Start at the line that has "Exercise. Put one point on each instance of the brass" and end with the line that has "point(389, 446)". Copy only those lines of the data, swapping "tile floor" for "wood floor" and leaving everything else the same.

---*---

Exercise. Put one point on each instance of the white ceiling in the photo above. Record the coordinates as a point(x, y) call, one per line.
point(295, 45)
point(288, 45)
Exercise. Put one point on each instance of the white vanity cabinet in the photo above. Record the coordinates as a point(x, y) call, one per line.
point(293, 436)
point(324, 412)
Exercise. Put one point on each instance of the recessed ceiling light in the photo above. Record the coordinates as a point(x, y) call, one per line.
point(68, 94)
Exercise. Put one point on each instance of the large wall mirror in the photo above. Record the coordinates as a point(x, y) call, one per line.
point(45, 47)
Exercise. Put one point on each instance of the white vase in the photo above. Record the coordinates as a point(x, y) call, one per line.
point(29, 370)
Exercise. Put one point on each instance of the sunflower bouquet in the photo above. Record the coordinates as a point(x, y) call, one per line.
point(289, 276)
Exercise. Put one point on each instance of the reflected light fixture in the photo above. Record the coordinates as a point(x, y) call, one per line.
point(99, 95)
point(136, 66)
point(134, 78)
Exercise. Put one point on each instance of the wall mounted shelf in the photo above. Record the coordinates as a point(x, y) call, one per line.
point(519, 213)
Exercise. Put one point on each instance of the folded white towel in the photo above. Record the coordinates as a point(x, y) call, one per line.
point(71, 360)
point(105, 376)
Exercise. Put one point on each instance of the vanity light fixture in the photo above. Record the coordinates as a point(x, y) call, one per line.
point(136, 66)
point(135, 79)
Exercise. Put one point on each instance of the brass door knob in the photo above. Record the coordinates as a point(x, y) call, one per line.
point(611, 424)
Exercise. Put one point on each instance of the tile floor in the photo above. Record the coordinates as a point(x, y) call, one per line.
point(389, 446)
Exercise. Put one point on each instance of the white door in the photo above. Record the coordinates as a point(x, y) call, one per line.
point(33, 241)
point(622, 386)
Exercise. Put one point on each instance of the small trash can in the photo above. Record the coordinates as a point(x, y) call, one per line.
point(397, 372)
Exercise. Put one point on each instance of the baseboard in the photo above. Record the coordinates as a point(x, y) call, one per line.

---*---

[Exercise output]:
Exercise. Put one point on each instance of the brass door knob in the photo above. Record the coordinates as a point(x, y) call, one per line.
point(611, 424)
Exercise. Put one point on each instance of the wood floor in the photo above. Record the coordinates as a point(x, y) call, one per line.
point(389, 446)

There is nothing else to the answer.